WHAT IS ASKED.
(1) Name the everyday things the blog posts give as examples of the holiness of all of life.
(2) Reproduce the part of the blog posts that begins at the words "Jeff, precisely because" and stops after "quite literally dies.".

SOURCE EXCERPT.
+++
Showing posts with label atonement. Show all posts
Showing posts with label atonement. Show all posts

Thursday, September 14, 2017

The Gospel of Jeff, Who Lives at Home

Jeff, Who Lives at Home struck a deep emotional chord within me when I first saw it in 2012 -- a very, very dark chapter of my life.  I remember my then wife asking me why it had moved me to such tears and I don't think I even knew how to answer her at that time.  I was so utterly alienated from my True Self (for what I mean by this term, see Richard Rohr) that I could not perceive the nature of her question -- a question fundamentally about me.  Yet now I have rewatched this film twice within the past six months and I think I know what my soul was crying about in 2012. I was encountering the gospel of Jesus in this new story/Story of Jeff.  (By the way, the 32 f-bombs in this rated R film -- and its treatment of homosexuality -- means that most "good Christians" wouldn't even watch this mythical story.  Their loss, I guess.)

*Spoilers ahead*

Jeff constantly points away from himself.

Jeff senses a purpose to his existence which is mysterious and beyond himself.  He loves the movie "Signs" because in the end it is the half-consumed cups of water that saves everyone.

Jeff seems to have a "sixth sense" for what is going on around him, an awareness of the holiness of all of life (birds in the air, phone calls, infomercials, traffic jams, random people); everything matters, Jeff thinks, if we can see with the eyes of faith.

Jeff sometimes doubts himself and, in those moments, he is most convinced that the story is absolutely NOT about himself (which it is!  haha! the joke is on Jeff!).  After all, how could the story be about him if he is just a thirty year old pothead living in his mom's basement!?  What could be more irrelevant than such a man?

Jeff, precisely because he alone considers his own life completely expendable, saves everyone in the end.  His mother reconnects with life and love; his brother does too and the ripple effects carry on infinitely.  Completely unaware of his own agency, Jeff has single-handedly saved us ALL with his courageous act of self-sacrificial love and utter abandonment to even death itself.

Jeff is baptized into death, enters the roaring waters we are drowning in, embraces the chaos, and quite literally dies.

And lastly, of course, Jeff is resurrected.  It could not end any other way since this is the Gospel.

Tuesday, August 18, 2009

Gran Torino: A Profoundly Christian Movie


Warning: This post contains spoilers. If you plan to watch Gran Torino and don't want the end ruined, then read no further.
+++
RECORD EXTRACTS.

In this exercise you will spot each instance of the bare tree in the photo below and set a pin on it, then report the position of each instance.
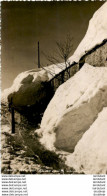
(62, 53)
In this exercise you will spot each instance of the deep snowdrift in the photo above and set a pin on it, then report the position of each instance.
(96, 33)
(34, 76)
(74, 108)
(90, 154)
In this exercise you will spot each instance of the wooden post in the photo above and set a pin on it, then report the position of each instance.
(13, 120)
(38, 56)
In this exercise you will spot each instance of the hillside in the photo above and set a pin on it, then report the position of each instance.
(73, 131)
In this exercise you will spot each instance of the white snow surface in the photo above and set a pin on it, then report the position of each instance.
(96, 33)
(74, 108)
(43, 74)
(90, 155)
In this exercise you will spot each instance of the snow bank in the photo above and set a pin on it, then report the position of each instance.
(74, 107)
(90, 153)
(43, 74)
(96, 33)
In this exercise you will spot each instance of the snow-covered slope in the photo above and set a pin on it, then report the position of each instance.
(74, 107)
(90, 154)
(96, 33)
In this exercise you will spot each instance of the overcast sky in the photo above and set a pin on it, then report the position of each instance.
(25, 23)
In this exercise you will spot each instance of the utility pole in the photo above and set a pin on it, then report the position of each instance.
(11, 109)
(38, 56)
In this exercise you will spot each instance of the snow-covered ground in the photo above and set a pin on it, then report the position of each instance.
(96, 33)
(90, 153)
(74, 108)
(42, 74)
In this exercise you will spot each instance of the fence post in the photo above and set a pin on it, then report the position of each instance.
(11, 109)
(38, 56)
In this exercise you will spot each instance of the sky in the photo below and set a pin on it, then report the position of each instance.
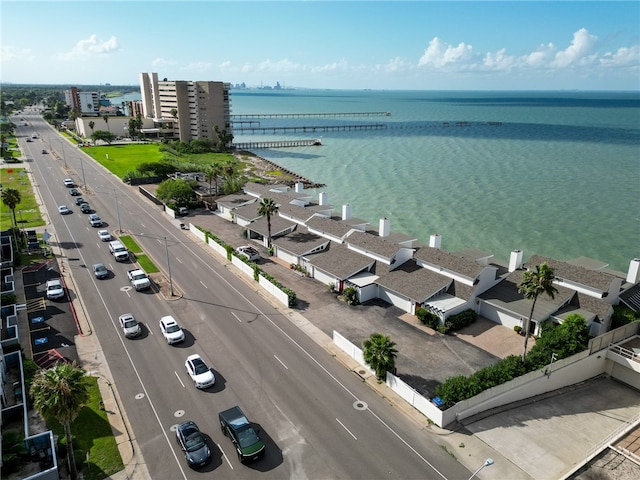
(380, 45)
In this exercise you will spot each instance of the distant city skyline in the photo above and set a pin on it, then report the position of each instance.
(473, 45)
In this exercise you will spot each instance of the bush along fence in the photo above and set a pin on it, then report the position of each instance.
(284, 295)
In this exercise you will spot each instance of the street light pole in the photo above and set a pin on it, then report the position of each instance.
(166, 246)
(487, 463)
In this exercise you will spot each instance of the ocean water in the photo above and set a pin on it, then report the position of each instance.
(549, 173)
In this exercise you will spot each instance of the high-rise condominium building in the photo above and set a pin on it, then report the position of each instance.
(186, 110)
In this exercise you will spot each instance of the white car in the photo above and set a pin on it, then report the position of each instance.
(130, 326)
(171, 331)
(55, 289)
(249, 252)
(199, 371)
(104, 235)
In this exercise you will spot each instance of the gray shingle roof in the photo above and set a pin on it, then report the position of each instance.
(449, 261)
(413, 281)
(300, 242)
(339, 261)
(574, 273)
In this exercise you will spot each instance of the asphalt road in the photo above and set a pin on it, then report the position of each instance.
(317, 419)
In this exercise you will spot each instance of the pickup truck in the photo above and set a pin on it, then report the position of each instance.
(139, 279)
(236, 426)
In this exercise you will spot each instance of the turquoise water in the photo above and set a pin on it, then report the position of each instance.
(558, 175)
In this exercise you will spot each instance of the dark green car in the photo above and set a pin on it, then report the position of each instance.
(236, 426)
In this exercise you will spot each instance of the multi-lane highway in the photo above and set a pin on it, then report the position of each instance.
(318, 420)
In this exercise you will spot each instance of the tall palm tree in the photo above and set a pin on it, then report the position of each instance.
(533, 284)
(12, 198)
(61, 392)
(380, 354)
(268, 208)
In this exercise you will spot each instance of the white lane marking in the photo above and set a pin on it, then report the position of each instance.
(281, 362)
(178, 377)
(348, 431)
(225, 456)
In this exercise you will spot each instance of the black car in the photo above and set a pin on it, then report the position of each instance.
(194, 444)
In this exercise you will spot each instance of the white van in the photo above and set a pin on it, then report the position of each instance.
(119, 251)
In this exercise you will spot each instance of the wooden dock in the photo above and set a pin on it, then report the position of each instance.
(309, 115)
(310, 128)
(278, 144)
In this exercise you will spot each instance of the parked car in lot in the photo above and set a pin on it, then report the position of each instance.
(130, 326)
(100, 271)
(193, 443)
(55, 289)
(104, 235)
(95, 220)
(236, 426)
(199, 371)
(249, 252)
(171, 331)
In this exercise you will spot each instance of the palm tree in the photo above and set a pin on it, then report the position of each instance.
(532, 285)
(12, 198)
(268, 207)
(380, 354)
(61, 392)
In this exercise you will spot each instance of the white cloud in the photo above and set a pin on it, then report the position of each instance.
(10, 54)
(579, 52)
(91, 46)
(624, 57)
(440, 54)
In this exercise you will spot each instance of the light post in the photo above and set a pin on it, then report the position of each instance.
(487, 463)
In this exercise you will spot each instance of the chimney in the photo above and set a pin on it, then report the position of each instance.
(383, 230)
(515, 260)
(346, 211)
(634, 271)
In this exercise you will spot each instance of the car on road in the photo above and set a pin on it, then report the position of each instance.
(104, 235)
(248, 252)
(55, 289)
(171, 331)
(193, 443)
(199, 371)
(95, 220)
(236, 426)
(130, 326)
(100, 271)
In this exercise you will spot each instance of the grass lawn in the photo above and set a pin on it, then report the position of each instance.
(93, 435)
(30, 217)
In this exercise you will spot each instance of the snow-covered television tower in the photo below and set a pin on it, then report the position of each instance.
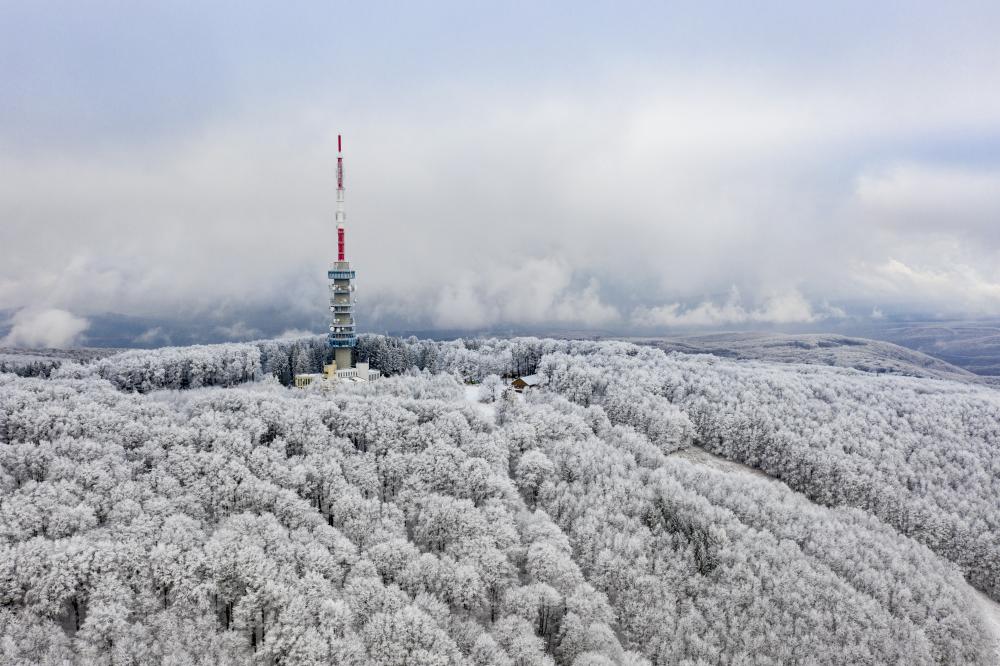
+++
THE RESPONSES.
(1) birds in the air, phone calls, infomercials, traffic jams, random people

(2)
Jeff, precisely because he alone considers his own life completely expendable, saves everyone in the end.  His mother reconnects with life and love; his brother does too and the ripple effects carry on infinitely.  Completely unaware of his own agency, Jeff has single-handedly saved us ALL with his courageous act of self-sacrificial love and utter abandonment to even death itself.

Jeff is baptized into death, enters the roaring waters we are drowning in, embraces the chaos, and quite literally dies.